• Required task
Put every line of the listing below into a Markdown table with two columns, "Row" for the row number and "Line" for the text, leaving out any blank lines.

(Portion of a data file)
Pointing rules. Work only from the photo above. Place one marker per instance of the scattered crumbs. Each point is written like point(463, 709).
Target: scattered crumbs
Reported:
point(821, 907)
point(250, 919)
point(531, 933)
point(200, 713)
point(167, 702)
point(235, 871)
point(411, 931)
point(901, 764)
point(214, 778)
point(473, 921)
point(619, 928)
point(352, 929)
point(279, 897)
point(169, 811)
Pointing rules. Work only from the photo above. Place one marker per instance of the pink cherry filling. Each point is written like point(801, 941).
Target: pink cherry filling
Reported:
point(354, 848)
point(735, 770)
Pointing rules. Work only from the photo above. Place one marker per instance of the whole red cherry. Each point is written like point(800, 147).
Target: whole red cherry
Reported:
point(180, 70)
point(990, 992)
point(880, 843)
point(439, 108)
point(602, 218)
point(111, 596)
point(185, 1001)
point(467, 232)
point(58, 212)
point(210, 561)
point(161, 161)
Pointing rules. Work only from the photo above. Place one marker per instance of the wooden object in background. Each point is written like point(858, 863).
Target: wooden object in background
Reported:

• Reply
| Row | Line |
|---|---|
| 1 | Pointing rules. Work only from the photo above. Place one marker per instance of the scattered crumbs. Each point is written like point(463, 709). |
| 2 | Target: scattered crumbs |
| 3 | Reported: |
| 4 | point(821, 907) |
| 5 | point(250, 919) |
| 6 | point(531, 933) |
| 7 | point(200, 713) |
| 8 | point(167, 702) |
| 9 | point(235, 871) |
| 10 | point(411, 931) |
| 11 | point(901, 764) |
| 12 | point(214, 778) |
| 13 | point(473, 921) |
| 14 | point(619, 928) |
| 15 | point(352, 929) |
| 16 | point(279, 897) |
| 17 | point(169, 811) |
| 18 | Pointing rules. Work only from the photo above. Place one marker per instance of the pink cherry filling. Each point is written like point(801, 941). |
| 19 | Target: pink cherry filling |
| 20 | Reported: |
| 21 | point(354, 848) |
| 22 | point(735, 770) |
| 23 | Pointing rules. Work only from the photo above. Place one marker per instance of the whole red cherry. Each point is written like point(800, 147). |
| 24 | Target: whole red cherry |
| 25 | Reported: |
| 26 | point(180, 70) |
| 27 | point(990, 992) |
| 28 | point(880, 843) |
| 29 | point(439, 108) |
| 30 | point(602, 218) |
| 31 | point(111, 596) |
| 32 | point(185, 1001) |
| 33 | point(467, 232) |
| 34 | point(58, 212) |
| 35 | point(210, 561) |
| 36 | point(161, 161) |
| 37 | Pointing rules. Work only from the photo above. Place one marker per instance of the wooden object in background. Each point is written like point(858, 863). |
| 38 | Target: wooden object in background |
| 39 | Reported: |